**Exercise objective**
From the data below, restate every line word for word.
--- Information provided Enclosed Below ---
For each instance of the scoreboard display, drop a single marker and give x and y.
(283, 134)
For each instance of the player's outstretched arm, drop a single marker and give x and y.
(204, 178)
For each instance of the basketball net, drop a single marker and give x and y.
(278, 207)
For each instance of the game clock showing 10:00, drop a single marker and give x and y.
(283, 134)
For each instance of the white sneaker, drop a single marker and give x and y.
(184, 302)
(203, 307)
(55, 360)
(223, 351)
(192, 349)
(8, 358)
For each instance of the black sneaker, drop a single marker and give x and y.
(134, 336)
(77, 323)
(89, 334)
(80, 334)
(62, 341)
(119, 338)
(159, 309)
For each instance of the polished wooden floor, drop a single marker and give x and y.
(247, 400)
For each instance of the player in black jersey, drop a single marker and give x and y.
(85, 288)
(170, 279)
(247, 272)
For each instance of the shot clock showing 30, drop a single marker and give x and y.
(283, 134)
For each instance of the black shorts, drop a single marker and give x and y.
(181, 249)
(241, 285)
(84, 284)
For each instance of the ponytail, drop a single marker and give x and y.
--- End of Enclosed Information provided ---
**Task result**
For each instance of the scoreboard display, drop a single marker and give x and y.
(283, 134)
For each instance of the player's outstretched arm, drop a single marker and give x and y.
(204, 178)
For each instance of the basketball net, drop a single marker and give x and y.
(278, 207)
For each instance of the game clock showing 10:00, drop a single marker and give x and y.
(283, 134)
For each instance of the white sneaker, drop a single marker and give x and y.
(184, 302)
(203, 307)
(55, 360)
(223, 351)
(192, 349)
(8, 358)
For each instance of the black sneaker, drop a single marker and give x and y.
(134, 336)
(77, 323)
(89, 334)
(80, 334)
(62, 341)
(119, 338)
(159, 309)
For each instance of the polished wooden floor, drop a single marker and give x and y.
(247, 400)
For each instance of the player in black jersey, drop a single marker and give x and y.
(85, 288)
(170, 279)
(247, 272)
For each instance of the shot clock showing 30, drop a single marker and give x and y.
(283, 134)
For each instance of the black shorts, drop a single marker and give x and y.
(181, 249)
(241, 285)
(84, 284)
For each instance of the ponytail, drop a single marker and give x and y.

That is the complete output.